Problems and tasks >>
a. In the podcast transcript about Sam Harris, rewrite the part that opens with the words "There's something very" and closes with "Eric Adams. Yeah.", substituting "jacket" for "tattoo".
b. In the podcast transcript about Sam Harris, what does Harris say will probably happen before you can get to the end of this paragraph?
c. Continue the podcast transcript about Sam Harris from where it stops.

Document section >>
That has become a huge red flag for me. And I think the new atheism thing was the first time I noticed it was people like Sam Harris who think that they can sort of rational mind or like IQ their way into correct beliefs without engaging with the actual evidence. If you're good enough at logic, you don't need to know things. You can just figure it out.

Exactly. That is the core principle by which Sam Harris lives, even if he doesn't recognize it. It's also the core principle by which the Slate Star Codex guy lives. I've always said that one of my major assets is that like I'm not that smart and I'm not that good at debating, but like I'm willing to read stuff.

And most of the opinions that I come to are like, well, I read up on this and one person is lying about this debate and one person isn't. But it doesn't take a lot of, quote unquote, intelligence to do that. That's interesting. I always thought you could benefit from being more smart. Thank you. You have said that to me in private numerous times. Got him, folks. Got him. I am going to send you the opening paragraph of

Okay.

The young man's parents soon learn of his fate. Although saddened to have lost a son, they feel tremendous pride at his accomplishment. They know that he has gone to heaven and prepared the way for them to follow. He has also sent his victims to hell for eternity. It is a double victory. The neighbors find the event a great cause for celebration and honor the young man's parents by giving them gifts of food and money.

Hmm.

This man is a Scientologist. He took a stress test before boarding the bus. Interesting how I described in detail a scenario specifically designed to evoke a certain image and then that image was evoked. You ever think about that? Wow. Islam crushed with logic. A young man boards the mentions of a tweet by a female journalist. He corrects her on a trivial factual point orthogonal to her argument. Do I even need to tell you that that man is a Sam Harris podcast listener? There's

There's something very funny about just being like, as a justification for racism, being like, a man commits a crime. He has a tattoo with Spanish words. He says essay out loud. Interesting how I know his race immediately. A man hosts a podcast and is obsessed with Eric Adams. Yeah.

That's right. He's a heterosexual in New Jersey. So he is using this to highlight two persistent themes of the book. One, religious dogma is uniquely capable of driving people to commit heinous acts. And two, Islam is a uniquely violent religion that we should be focused on.

First, let's talk about what Harris presents as the dangers of religious dogma. The argument is that the biggest danger posed by religious belief is that it can create people with unshakable certainty in their beliefs who cannot be reasoned with because their beliefs weren't built on a foundation of reason to begin with. At one point, he says, before you can get to the end of this paragraph, another person will probably die because of what someone else believes about God. Oh.

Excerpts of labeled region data

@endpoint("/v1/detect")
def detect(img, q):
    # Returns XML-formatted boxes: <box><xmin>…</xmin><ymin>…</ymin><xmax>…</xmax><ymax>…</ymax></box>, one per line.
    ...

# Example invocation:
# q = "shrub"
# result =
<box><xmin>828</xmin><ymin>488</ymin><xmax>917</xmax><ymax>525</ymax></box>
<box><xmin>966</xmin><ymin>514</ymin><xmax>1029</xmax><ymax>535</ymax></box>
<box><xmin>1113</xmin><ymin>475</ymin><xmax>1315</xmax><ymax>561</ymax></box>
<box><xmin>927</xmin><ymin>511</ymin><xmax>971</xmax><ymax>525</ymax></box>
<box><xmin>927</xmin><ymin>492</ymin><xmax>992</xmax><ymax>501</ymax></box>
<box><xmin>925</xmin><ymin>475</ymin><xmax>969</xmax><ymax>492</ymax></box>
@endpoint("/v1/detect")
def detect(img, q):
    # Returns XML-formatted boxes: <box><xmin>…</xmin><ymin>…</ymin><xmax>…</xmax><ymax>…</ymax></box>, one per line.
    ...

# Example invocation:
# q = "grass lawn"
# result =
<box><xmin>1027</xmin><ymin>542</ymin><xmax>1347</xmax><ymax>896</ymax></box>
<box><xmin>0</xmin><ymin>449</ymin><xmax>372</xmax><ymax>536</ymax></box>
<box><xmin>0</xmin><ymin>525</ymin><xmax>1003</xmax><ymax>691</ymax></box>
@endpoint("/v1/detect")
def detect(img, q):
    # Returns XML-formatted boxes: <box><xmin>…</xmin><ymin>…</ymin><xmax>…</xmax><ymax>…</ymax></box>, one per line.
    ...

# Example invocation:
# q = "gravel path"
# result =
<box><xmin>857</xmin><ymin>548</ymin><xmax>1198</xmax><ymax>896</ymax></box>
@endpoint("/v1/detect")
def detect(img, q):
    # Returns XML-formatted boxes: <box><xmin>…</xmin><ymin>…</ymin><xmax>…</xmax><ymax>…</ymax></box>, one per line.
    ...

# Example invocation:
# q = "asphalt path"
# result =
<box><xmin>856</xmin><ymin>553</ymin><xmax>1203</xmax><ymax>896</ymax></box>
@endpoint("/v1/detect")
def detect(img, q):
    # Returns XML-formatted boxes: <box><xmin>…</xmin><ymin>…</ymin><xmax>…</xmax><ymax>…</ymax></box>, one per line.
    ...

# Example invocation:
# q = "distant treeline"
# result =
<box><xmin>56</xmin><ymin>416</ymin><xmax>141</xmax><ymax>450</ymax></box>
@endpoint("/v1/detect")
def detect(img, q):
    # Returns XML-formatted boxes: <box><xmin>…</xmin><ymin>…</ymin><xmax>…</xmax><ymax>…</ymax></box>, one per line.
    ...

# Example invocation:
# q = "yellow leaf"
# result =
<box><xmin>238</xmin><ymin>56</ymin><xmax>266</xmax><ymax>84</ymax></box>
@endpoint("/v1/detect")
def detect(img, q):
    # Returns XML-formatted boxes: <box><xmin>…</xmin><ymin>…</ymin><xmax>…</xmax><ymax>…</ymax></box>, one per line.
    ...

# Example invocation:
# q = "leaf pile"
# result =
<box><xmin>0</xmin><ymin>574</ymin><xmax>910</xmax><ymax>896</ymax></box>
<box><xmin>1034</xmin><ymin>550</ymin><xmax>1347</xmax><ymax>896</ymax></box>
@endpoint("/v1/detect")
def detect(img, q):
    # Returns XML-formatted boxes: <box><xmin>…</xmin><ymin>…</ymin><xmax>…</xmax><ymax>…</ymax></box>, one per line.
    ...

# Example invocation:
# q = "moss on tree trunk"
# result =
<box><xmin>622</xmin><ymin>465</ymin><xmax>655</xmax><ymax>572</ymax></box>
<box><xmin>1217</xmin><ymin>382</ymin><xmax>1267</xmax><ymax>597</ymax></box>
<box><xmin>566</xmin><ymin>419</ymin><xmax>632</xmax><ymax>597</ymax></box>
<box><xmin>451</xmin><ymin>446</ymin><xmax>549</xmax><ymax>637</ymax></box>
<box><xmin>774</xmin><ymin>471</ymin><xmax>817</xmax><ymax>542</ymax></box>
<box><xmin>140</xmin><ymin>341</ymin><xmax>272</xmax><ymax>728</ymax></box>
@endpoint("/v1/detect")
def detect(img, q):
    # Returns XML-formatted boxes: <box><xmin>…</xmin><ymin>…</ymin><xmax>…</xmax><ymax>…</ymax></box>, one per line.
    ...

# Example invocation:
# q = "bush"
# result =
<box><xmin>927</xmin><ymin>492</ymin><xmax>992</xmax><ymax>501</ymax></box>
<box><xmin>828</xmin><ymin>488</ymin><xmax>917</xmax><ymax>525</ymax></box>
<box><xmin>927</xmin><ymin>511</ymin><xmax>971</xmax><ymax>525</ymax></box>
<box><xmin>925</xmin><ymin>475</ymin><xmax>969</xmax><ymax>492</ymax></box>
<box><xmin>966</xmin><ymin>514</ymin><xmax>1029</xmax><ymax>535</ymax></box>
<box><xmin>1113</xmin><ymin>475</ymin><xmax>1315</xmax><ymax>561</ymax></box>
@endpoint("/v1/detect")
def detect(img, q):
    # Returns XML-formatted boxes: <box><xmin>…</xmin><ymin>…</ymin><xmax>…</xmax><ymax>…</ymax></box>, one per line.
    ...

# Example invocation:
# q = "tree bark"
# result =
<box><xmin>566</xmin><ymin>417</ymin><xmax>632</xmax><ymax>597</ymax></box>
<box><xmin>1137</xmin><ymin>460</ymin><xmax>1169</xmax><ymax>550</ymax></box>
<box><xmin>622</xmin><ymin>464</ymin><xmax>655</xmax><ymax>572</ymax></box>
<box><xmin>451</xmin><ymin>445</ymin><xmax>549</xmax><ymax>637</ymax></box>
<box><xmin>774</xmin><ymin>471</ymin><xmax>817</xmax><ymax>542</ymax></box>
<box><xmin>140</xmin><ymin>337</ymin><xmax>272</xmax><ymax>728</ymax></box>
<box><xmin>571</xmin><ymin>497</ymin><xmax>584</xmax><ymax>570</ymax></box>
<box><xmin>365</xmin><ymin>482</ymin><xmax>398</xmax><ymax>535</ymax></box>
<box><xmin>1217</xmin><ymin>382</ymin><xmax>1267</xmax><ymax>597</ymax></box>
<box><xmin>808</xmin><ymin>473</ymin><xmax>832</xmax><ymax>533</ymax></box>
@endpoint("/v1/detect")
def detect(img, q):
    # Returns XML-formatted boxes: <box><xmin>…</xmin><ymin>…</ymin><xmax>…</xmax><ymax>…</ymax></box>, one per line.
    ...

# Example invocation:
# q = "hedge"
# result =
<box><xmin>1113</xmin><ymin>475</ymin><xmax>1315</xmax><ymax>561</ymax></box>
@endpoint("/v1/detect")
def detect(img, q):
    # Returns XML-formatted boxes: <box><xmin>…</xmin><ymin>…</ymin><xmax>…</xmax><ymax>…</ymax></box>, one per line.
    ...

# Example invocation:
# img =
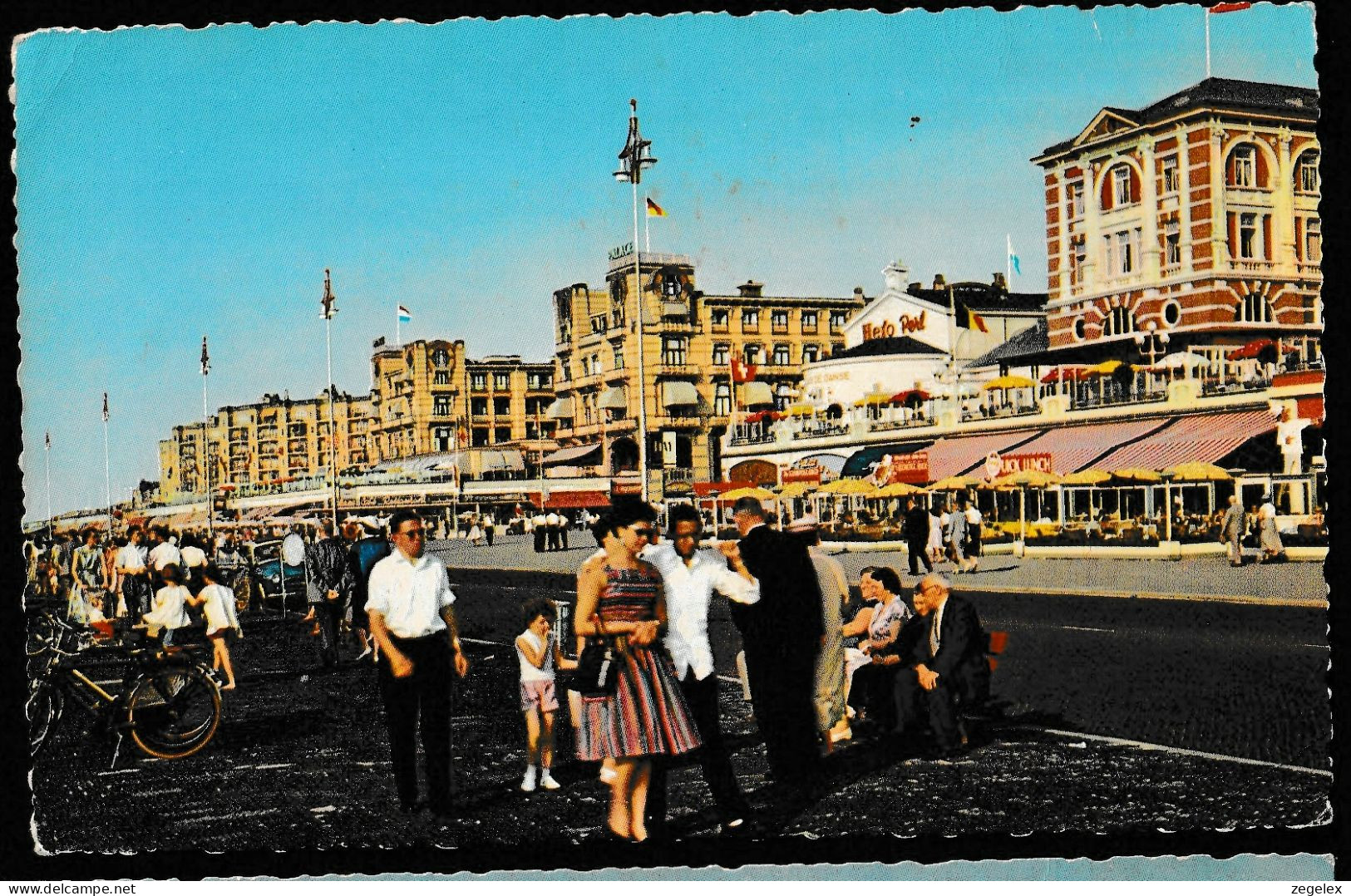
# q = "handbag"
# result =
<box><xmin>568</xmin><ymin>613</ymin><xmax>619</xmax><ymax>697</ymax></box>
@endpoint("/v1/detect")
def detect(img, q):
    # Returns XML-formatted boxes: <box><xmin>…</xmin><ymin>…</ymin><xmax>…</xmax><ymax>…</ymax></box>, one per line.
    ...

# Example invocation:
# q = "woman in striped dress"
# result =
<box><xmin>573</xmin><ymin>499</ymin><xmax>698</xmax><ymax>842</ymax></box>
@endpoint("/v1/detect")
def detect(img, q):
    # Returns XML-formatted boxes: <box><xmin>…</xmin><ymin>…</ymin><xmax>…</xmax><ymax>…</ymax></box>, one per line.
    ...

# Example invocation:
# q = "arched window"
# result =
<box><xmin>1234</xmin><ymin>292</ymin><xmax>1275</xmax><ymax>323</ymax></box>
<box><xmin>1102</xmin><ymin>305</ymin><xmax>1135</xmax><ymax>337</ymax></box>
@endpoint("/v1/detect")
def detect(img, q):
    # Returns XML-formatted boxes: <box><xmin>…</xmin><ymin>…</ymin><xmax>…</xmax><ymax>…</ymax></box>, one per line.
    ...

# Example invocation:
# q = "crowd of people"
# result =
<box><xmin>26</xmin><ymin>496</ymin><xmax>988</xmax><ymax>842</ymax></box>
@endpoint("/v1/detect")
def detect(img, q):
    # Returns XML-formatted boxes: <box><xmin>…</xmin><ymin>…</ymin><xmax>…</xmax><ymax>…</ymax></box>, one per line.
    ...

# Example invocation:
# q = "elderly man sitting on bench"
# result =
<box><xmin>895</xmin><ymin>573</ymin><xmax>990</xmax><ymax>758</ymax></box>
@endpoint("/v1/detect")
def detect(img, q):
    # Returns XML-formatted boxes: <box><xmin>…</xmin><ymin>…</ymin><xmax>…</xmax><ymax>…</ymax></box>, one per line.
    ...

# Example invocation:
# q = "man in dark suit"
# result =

Answers per task >>
a.
There's something very funny about just being like, as a justification for racism, being like, a man commits a crime. He has a jacket with Spanish words. He says essay out loud. Interesting how I know his race immediately. A man hosts a podcast and is obsessed with Eric Adams. Yeah.

b. Another person will probably die because of what someone else believes about God.

c.
Okay. This is, I think, how Harris is addressing what you said, which is...

Basically, why be mean about this? Why bother people who aren't harming other people? What he's saying is that downstream of any religious belief is extremism. As soon as you accept that you can put rationality to the side, suddenly you are, you know, on a slippery slope to extremism. Yeah, this is kind of one of the main problems with Sam Harris is that he thinks that religious belief is totally distinct from other things that people believe with no evidence. Right.

Like millions of people read their horoscope every week. You know, people don't do that because like they've read a Cochran review that says that this framework aligns with the evidence. They do it because it feels true. And that's a belief.

has essentially never resulted in any extremism. And then on the other side of the equation, the most important driver of terrorism in the United States right now is misogyny and racism, right? We have all these racially motivated mass shootings. But Sam Harris does not consider those to be an important threat because he's like, oh, well, they're not religious. The rise of secular violence in this country is something that the new atheists are

Could have never predicted, right? Because they don't have a framework for describing how violent movements originate, spread, and manifest in actual violence. All they have is a theory about religion and doctrines and how people can be impacted by doctrines. So let's talk a little bit about how shallow this is. I'm going to send you another little bit here. He says...

The most monstrous crimes against humanity have invariably been inspired by unjustified belief. This is nearly a truism. Genocidal projects tend not to reflect the rationality of their perpetrators simply because there are no good reasons to kill peaceful people indiscriminately. Even where such crimes have been secular, they have required the egregious credulity of entire societies to be brought off.

Consider the millions of people who were killed by Stalin and Mao. Although these tyrants paid lip service to rationality, communism was little more than a political religion. Oh, so now he's doing the thing where it's all religious, even when it's not religious. Yeah, very obvious bait and switch, right? He wants to say that religion is responsible for the most monstrous crimes against humanity, but that's obviously not true. The great crimes of the 20th century were committed by secular states.

So instead, he's like, they were inspired by unjustified belief.

And then he says that communism was sort of like religion. Right. But then it's like what you're actually saying now, I guess, is that like believing strongly in things is bad. Well, yeah. Then write your book about unjustified beliefs then. It always feels like Harris and the other new atheists are spending a lot of time dancing around this pretty obvious question of how many wars are actually caused by religion. Yeah. And this is part of an ongoing segment we have on If Books Could Kill called We Don't Have to Have Abstract Arguments About This Because There's Actual Data. Yeah.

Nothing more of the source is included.